Passage shown
Caribou are the marrow of life in northern Yukon. In the caribou migration we found searing lessons about birth and death, survival, and the fragility and fortitude of nature. – Teresa Earle
Most of us will never get to walk along Herschel Island’s shore, or dare to climb Mount Logan, “long the quarry of the world’s mountaineering elite.”
And though many have seen the Porcupine caribou streaming along winter ridges in Dempster Country, the rangifers’ calving grounds along the Beaufort Sea are seen by few humans.
Out of reach and out of sight, the Yukon’s pristine, unpolluted spaces are important to the overall health of the territory’s ecosystems.
One way to grasp this imaginatively – and we need to connect knowledge and imagination in our complex discussions about land use – is through beauty and visual richness.

Information shown
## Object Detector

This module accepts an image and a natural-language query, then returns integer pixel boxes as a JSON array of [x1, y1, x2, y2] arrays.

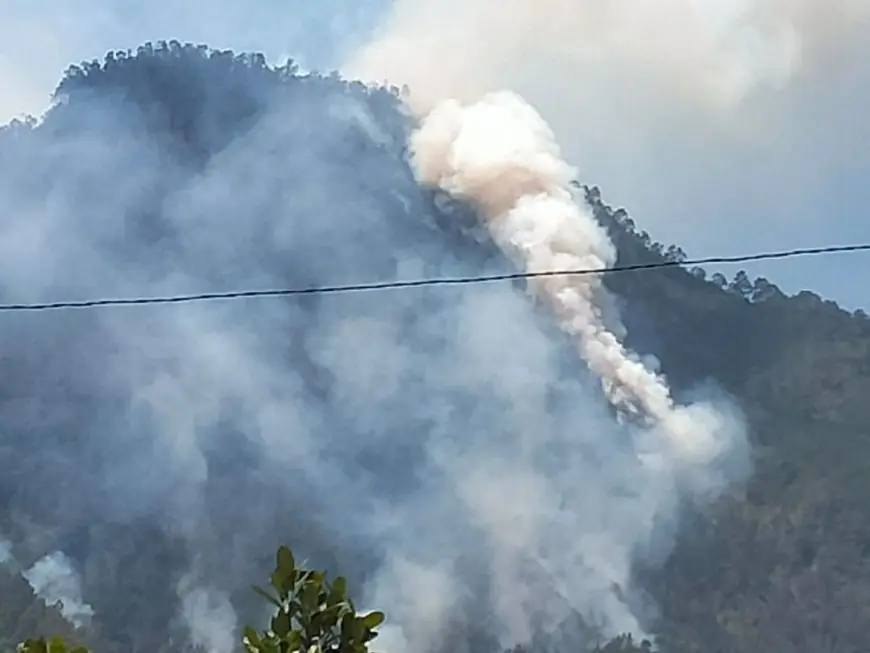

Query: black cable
[[0, 243, 870, 311]]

Set tasks
a) In the passage about the Yukon's wild places, where are the Porcupine caribou's calving grounds?
b) Carry on the passage about the Yukon's wild places from its last sentence.

Task answers
a) Along the Beaufort Sea.

b)
Enter Yukon: a wilder place. Teresa Earle and Fritz Mueller, the wife-and-husband team long established as a top-drawer writing and photography duo, are about to launch a new photography book about the territory’s wide spaces. It’s a celebration of geographies that affect us even if we will never get to touch and see them for ourselves.
Earle and Mueller have deepened their understanding of the territory’s wild spaces over the years by working on projects that bring them to extreme locations.
Earle, for example, was the first freelance writer to be invited to the grizzly-watching operation on the Fishing Branch River, which runs through the helicopter-access-only Ni’iinlii Njik Territorial Park.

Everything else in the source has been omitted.